* WRITTEN PROBLEM
Below are some records: retype them all exactly, but not the pictures.

* GIVEN ENTRIES
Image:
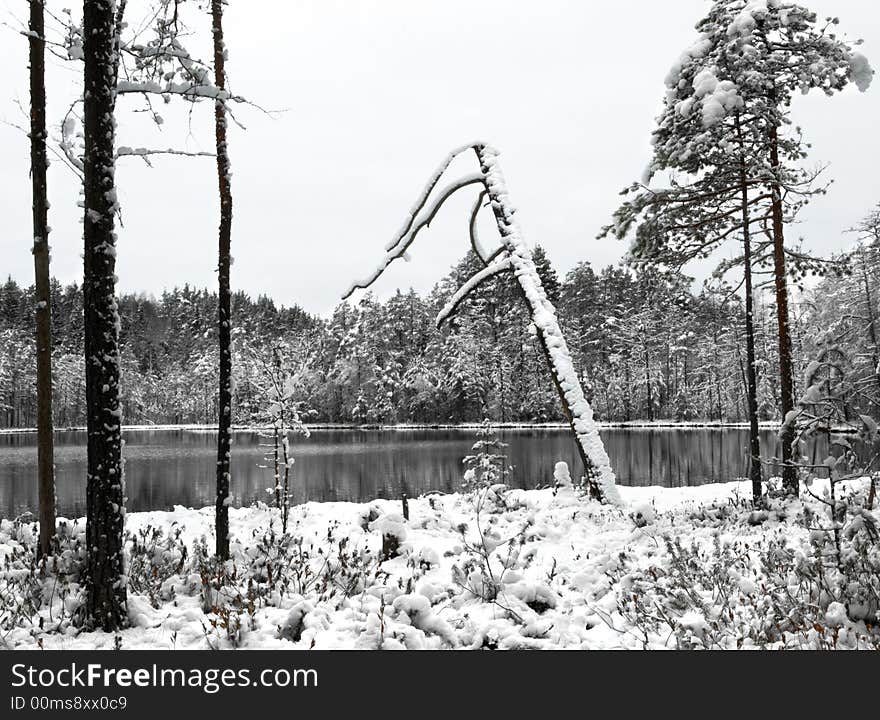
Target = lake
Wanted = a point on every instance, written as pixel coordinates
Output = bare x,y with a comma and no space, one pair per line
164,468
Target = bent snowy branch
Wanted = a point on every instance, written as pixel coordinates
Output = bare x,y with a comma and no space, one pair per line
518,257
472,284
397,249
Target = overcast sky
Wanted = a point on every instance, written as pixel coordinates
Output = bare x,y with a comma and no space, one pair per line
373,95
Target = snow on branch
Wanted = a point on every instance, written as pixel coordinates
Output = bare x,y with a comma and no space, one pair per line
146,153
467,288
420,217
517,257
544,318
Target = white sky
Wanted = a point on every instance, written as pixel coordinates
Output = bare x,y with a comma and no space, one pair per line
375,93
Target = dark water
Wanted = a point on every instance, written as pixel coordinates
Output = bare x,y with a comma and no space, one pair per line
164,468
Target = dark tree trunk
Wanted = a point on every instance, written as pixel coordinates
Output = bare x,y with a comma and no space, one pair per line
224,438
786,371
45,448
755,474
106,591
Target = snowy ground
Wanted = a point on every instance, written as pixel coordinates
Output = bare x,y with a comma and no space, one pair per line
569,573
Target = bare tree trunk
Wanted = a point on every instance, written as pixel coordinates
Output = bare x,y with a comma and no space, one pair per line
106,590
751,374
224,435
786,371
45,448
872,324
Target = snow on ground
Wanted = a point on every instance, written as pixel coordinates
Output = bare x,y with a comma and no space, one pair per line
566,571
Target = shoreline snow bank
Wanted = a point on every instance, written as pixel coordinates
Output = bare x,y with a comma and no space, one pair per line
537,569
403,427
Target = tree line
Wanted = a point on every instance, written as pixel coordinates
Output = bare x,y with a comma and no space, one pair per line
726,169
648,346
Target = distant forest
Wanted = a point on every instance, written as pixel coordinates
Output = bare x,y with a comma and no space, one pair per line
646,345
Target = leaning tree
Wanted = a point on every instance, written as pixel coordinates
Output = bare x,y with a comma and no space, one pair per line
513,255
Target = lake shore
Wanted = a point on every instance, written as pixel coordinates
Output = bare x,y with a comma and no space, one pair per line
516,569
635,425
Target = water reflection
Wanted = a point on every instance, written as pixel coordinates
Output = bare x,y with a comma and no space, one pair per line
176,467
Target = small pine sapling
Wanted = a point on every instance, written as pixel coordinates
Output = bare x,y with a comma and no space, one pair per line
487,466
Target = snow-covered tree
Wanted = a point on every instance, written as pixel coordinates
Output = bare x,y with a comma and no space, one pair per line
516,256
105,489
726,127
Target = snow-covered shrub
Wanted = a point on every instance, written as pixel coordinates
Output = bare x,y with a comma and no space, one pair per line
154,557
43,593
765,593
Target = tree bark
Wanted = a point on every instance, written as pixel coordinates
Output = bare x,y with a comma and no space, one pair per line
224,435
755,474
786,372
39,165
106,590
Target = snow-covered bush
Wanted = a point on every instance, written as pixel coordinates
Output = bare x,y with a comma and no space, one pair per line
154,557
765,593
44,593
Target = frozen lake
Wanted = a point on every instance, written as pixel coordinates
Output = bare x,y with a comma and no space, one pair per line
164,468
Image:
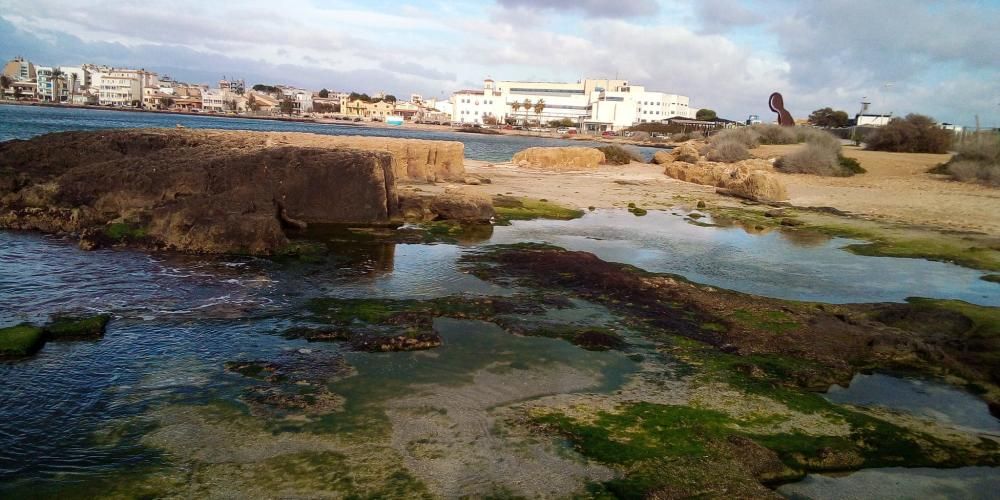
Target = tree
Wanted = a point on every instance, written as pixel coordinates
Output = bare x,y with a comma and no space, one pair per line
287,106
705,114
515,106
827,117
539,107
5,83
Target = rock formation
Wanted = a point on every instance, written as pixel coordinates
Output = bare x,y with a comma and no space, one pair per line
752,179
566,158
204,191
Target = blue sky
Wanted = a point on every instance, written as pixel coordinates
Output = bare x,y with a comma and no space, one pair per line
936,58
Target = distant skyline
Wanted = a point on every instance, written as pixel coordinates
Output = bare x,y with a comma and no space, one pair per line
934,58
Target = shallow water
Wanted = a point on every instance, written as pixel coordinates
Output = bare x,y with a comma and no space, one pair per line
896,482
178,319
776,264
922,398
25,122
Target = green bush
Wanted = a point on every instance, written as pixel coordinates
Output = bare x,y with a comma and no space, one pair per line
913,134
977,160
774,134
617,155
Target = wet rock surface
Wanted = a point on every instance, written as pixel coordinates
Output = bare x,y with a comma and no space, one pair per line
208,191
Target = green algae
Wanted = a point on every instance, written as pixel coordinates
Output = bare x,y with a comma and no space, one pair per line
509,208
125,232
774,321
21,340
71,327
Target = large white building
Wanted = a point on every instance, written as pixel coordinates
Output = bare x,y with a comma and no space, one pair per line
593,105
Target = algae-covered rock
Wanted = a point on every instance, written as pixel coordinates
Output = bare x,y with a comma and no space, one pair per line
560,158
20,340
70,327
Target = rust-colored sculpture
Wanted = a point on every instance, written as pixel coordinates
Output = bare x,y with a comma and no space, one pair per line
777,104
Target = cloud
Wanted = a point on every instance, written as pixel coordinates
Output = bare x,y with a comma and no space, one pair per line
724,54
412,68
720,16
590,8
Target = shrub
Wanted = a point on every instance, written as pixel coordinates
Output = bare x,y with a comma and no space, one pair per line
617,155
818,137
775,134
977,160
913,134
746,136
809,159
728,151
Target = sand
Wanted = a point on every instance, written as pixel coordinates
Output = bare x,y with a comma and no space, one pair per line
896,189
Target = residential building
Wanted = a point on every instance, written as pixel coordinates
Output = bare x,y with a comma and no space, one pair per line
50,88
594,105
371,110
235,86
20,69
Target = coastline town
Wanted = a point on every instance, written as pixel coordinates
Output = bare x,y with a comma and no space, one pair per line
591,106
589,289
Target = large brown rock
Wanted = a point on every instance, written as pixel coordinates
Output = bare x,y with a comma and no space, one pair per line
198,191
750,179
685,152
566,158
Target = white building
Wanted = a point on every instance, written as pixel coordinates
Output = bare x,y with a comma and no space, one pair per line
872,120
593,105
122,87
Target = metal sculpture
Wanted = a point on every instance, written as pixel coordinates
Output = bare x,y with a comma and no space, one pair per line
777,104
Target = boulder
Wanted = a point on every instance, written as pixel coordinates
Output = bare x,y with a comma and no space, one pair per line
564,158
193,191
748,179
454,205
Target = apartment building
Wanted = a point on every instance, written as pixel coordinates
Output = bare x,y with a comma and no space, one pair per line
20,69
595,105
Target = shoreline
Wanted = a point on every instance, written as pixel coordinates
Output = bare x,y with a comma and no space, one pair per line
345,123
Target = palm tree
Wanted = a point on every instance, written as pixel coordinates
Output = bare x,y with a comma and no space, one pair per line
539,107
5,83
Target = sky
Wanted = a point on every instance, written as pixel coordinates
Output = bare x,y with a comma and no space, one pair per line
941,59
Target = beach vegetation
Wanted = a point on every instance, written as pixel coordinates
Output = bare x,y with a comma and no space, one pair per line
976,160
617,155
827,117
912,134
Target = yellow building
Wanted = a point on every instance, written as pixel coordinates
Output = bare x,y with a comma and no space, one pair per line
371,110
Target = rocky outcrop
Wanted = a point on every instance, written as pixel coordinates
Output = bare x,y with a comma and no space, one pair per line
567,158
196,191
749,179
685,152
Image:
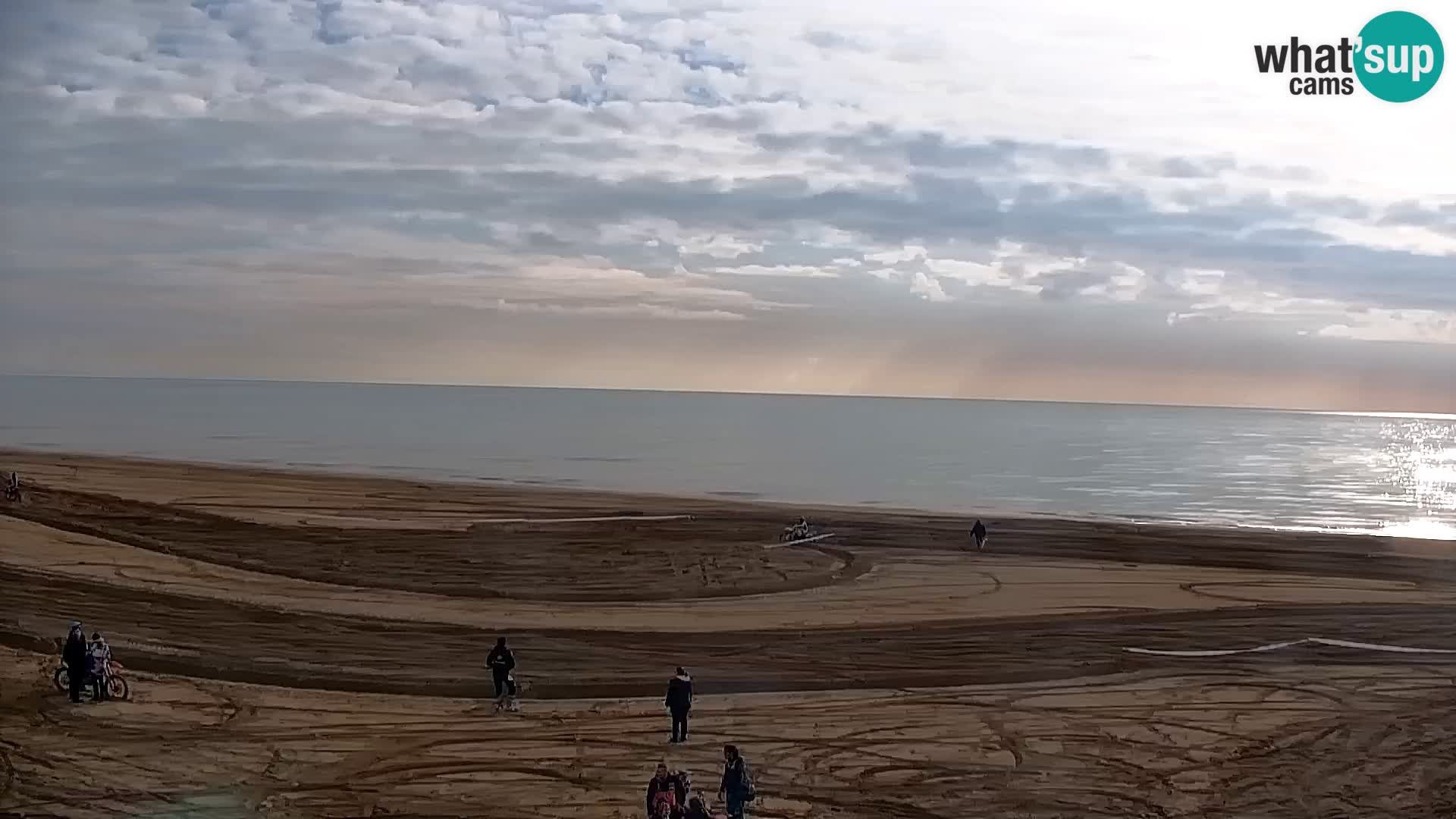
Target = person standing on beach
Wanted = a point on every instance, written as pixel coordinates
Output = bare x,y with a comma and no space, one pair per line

* COMPLETE ANSWER
Image:
Target = lake
Wanted = a point on every instance, written as pixel coordinates
Output = bare x,y with a comma and no space, one pair per line
164,468
Target = bent snowy branch
Wanted = a point on every instance, written as pixel coordinates
Output = bare x,y with a comma and no space, one pair per line
518,257
472,284
397,249
Target = overcast sky
Wanted = a point on every instance, written as pixel coordinates
Output = bare x,y with a comma and no space, one pair per line
373,95
Target = snow on branch
Wanted = a point on every instance, written as pixel coordinates
Output = bare x,y with a comma and no space, one pair per line
146,153
467,288
420,217
517,257
544,318
Target = white sky
Wanted = a point on every instance, written as pixel coordinates
Output = bare x,y with a comma and no space, one pair per line
375,93
Target = dark water
Wanted = a point on every instance, written as pixel coordinates
Output = bare x,y with a comma and no space, one pair per line
164,468
Target = dark tree trunk
Wanted = a point on every instance, written as pixel coordinates
Output = bare x,y with a comma and no space, one pair per line
224,438
786,371
45,448
755,474
106,591
Target = snowy ground
Wanted = a point on every instance, written as pixel coordinates
Output = bare x,y with a comma and no space, one pair per line
569,573
Target = bare tree trunk
Wanted = a point on every instance, written as pixel coordinates
Output = bare x,y with a comma and no space, one pair per line
106,590
751,374
224,435
786,371
45,448
872,324
Target = snow on ground
Wanted = a point on every instance, written as pixel coordinates
Output = bare x,y with a comma and no space, one pair per line
566,571
Target = shoreline snow bank
Wanted = a point on every instance, written as pixel coordinates
Output = bare x,y with a comma and no space, one pair per line
537,569
403,427
Target = tree line
Wanted = a point on every instance, written as pixel coordinates
Output = bare x,y with a comma and no space, one pair per line
726,169
648,346
Target = distant forest
Wanted = a point on every instance, written as pixel coordinates
Output = bare x,y with a comma and no space, one pair per line
646,345
Target = leaning tree
Wanted = a point on every instance, written as pixel coordinates
Output = bare x,y with a comma and no space, one pair per line
513,255
Target = lake shore
Wanted = a point on every instance, written as pixel coordinates
Output = bare x,y with a comma and no space, one pair per line
516,569
635,425
Target = water reflection
Wanted = a point on every instance, written as pixel coordinates
Output = bare x,y with a comma and no space, one pair per line
176,467
Target = small pine sapling
Wanted = a point on every instance, written as pixel coordinates
Output = bare x,y with a comma and no space, one pair per line
487,466
Target = snow-covered tree
Wanted = a point on every instance, written as pixel coordinates
Output = bare x,y with a comma and no space, one pair per line
516,256
105,489
726,127
Target = snow-covered shrub
Wanted = a point on every instance, written as pixel coordinates
Output = bare x,y with a comma and no space, one pair per line
154,557
43,593
765,593
Target = tree bark
Wanted = a point on every instance, written as pixel coordinates
Output = bare x,y with a comma and no space, one pair per line
224,435
755,474
786,372
39,165
106,590
Target = snow-covered bush
Wanted = a point on every instance, written as pixel coordinates
Output = bare x,y with a comma and no space, one pair per line
154,557
765,593
44,593
Target = frozen lake
Wanted = a point on every instance, written as pixel coordinates
Output = bare x,y with a comma and no space, one pair per line
164,468
Image:
Target = tree
Wanted = a point on every instance, written as pixel coordinates
Output = bare x,y with a comma and no space, one pair per line
287,106
705,114
515,106
827,117
539,107
5,83
Target = rock formation
Wanted = a point on every instance, written as pixel coordinates
Output = bare x,y with a comma and no space, one pair per line
752,179
566,158
204,191
Target = blue sky
Wanted = a point on every instance, written as pixel coordinates
Output = bare x,y with a comma and no space, one pair per line
936,58
Target = distant skyline
Wanted = a point on every instance, written as pixel coordinates
Output = bare x,y with a comma and no space, one pair per line
934,58
Target = shallow water
Wanted = a point on every instance, written as pixel coordinates
Output = bare x,y with a comma and no space, one pair per line
896,482
178,319
776,264
922,398
25,122
Target = green bush
Wanted = a point on every instance, written as pixel coordinates
Output = bare x,y with a comma and no space, one pair per line
913,134
977,160
774,134
617,155
Target = wet rock surface
Wanted = a point on every instance, written as pixel coordinates
Output = bare x,y with a comma and no space, one pair per line
208,191
Target = green algae
Wanted = a point on every instance, written as pixel coordinates
Output = bare x,y with a comma and no space, one pair per line
509,208
125,232
774,321
21,340
71,327
Target = large white building
Wanted = a point on every instance, written as pixel coordinates
Output = bare x,y with a comma and no space, one pair per line
593,105
Target = algae-covered rock
Wanted = a point on every instance, written as pixel coordinates
Output = bare x,y with a comma and no space, one pair per line
560,158
20,340
70,327
Target = rust-colored sculpture
Wanted = a point on every instance, written as pixel coordinates
Output = bare x,y with a comma and no space, one pair per line
777,104
Target = cloud
Wanted = a point on every instance, written as pixel coordinates
Output = bare x,y with a comma and no space, one pair per line
724,54
412,68
720,16
590,8
Target = shrub
Wanted = a point on every instance, written as pixel coordinates
Output = bare x,y with a comma and no space, one pair per line
617,155
818,137
775,134
977,160
913,134
746,136
809,159
728,151
Target = sand
Wanted = a point on every instance, written as pixel coordinates
Output = bare x,y with a comma and no space, one pair per line
896,189
Target = residential building
Wanted = a point on every instance, written as pixel coordinates
Output = bare x,y with a comma and no space, one pair per line
50,88
594,105
371,110
235,86
20,69
Target = coastline town
Wanted = a point on every instance, written as pixel coordinates
Output = bare x,y with a comma and no space, one pair per line
591,106
589,289
Target = large brown rock
Wanted = a point on every instance, written as pixel coordinates
Output = bare x,y with a comma and no space, one pair per line
198,191
750,179
685,152
566,158
Target = white building
Wanted = a point on every instance, written as pixel coordinates
Output = bare x,y with a comma and no space, one pair per line
872,120
593,105
122,87
Target = metal sculpture
Wanted = a point on every instance, written as pixel coordinates
Output = bare x,y with a comma and no space, one pair per line
777,104
Target = boulder
Wanted = a point on every instance, written as pixel coordinates
Output = bare x,y with a comma and no space, one pair per line
564,158
193,191
748,179
454,205
Target = apartment building
Wanted = a point on every instance, written as pixel coordinates
Output = bare x,y with a comma and no space, one pair per line
20,69
595,105
Target = shoreline
Wanted = a point on every instance, written as pixel coordinates
Output = bare x,y with a comma and no space, one pair per line
345,123
Target = palm tree
Wanted = a point on every instance, written as pixel coordinates
Output = bare x,y with a comma and no space, one pair per line
539,107
5,83
Target = sky
Wanted = a point on every instance, written as pixel coordinates
Output = bare x,y with a comma and no space, one pair per line
941,59
Target = beach vegetation
Wanted = a point on every instance, written as pixel coordinates
Output = bare x,y with a comma and no space, one pair per line
976,160
617,155
827,117
912,134
Target = yellow building
Wanted = a point on every instance, written as pixel coordinates
Output = bare x,y with a comma and no space, one pair per line
371,110
Target = rocky outcrop
Wanted = a point on every instance, written as pixel coordinates
Output = bare x,y with a comma and no space, one pair per line
567,158
196,191
749,179
685,152
Image:
Target = person standing on beach
Wanted = a point on every instance, written as pixel coordinates
Output = bare x,y with a comma and no space, one pair per line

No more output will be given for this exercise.